═══ Extracted records ═══

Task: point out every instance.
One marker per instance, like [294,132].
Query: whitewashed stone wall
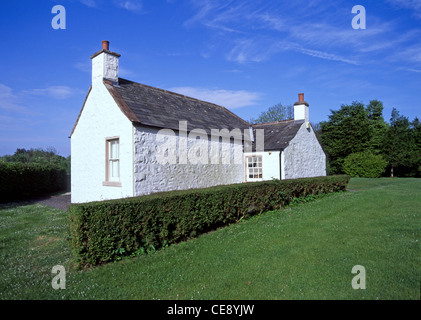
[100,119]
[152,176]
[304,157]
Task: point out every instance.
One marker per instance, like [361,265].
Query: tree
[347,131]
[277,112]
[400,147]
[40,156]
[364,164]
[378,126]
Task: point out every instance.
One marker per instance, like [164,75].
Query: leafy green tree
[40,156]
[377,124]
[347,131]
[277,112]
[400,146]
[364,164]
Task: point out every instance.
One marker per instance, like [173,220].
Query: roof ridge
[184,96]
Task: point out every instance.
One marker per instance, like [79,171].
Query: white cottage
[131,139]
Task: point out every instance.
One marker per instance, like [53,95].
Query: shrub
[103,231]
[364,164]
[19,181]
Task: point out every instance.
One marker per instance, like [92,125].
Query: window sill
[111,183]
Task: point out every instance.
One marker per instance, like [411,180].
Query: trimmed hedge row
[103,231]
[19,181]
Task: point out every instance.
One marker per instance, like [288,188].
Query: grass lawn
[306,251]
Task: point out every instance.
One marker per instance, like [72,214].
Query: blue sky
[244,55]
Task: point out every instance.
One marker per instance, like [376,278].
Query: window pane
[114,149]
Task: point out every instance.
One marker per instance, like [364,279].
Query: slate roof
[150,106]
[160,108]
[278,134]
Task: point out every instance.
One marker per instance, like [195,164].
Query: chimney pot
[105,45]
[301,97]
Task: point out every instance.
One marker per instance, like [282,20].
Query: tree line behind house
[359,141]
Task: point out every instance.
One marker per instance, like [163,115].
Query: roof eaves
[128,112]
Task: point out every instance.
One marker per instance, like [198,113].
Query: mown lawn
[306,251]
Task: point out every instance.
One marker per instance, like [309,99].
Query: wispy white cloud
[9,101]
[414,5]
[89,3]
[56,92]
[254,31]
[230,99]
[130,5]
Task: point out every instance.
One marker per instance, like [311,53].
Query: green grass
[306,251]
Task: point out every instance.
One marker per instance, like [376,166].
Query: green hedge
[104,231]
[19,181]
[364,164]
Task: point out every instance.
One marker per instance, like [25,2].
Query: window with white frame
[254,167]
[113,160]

═══
═══ Extracted records ═══

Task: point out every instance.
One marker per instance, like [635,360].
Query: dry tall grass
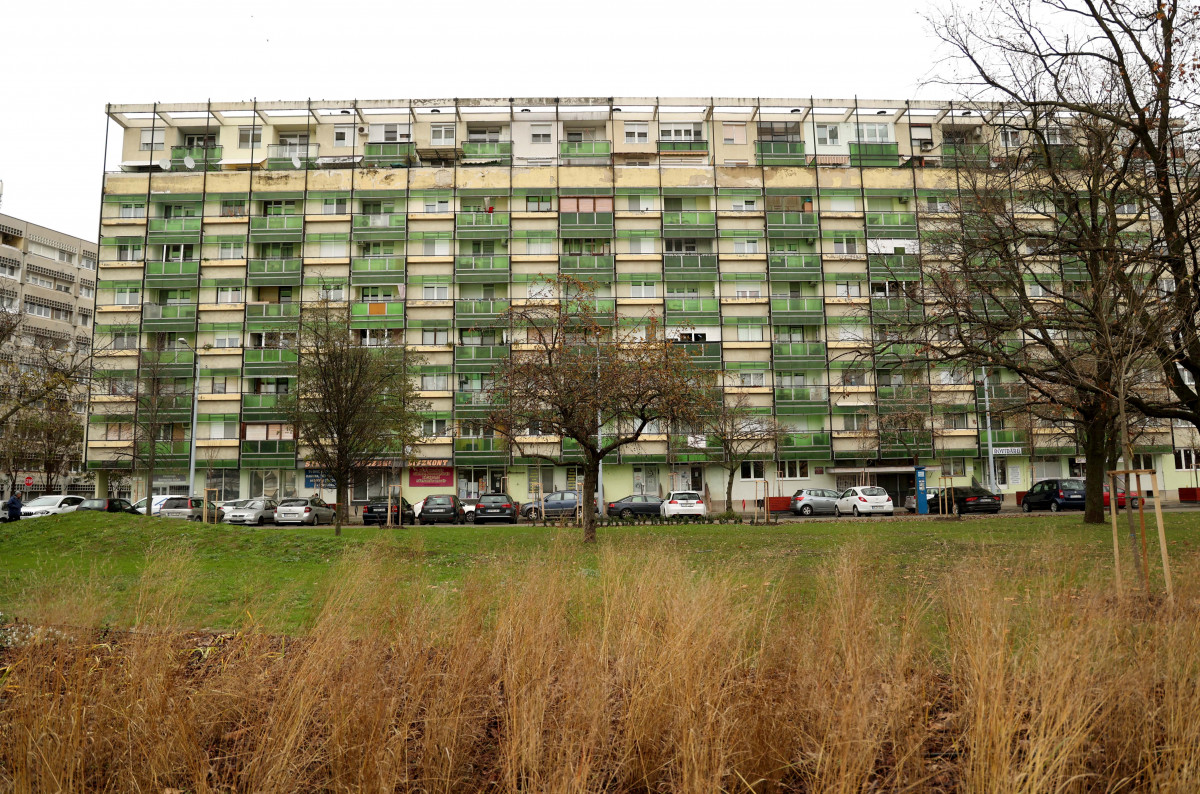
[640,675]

═══

_Exercise instructions_
Copy the lines of the data above exactly as written, beginning with the line containing "Query: window pane" and ending with the line containing "One marker per instance, like [282,20].", and leave out all other lines.

_Answer space_
Query: window pane
[114,149]
Task: point out every instance.
One marker per instance, like [364,279].
Query: slate roof
[150,106]
[160,108]
[278,134]
Task: point out every instance.
One marker per instance, like [195,164].
Query: chimney pot
[105,45]
[301,97]
Task: point out every instance.
One marker per instance, like [282,20].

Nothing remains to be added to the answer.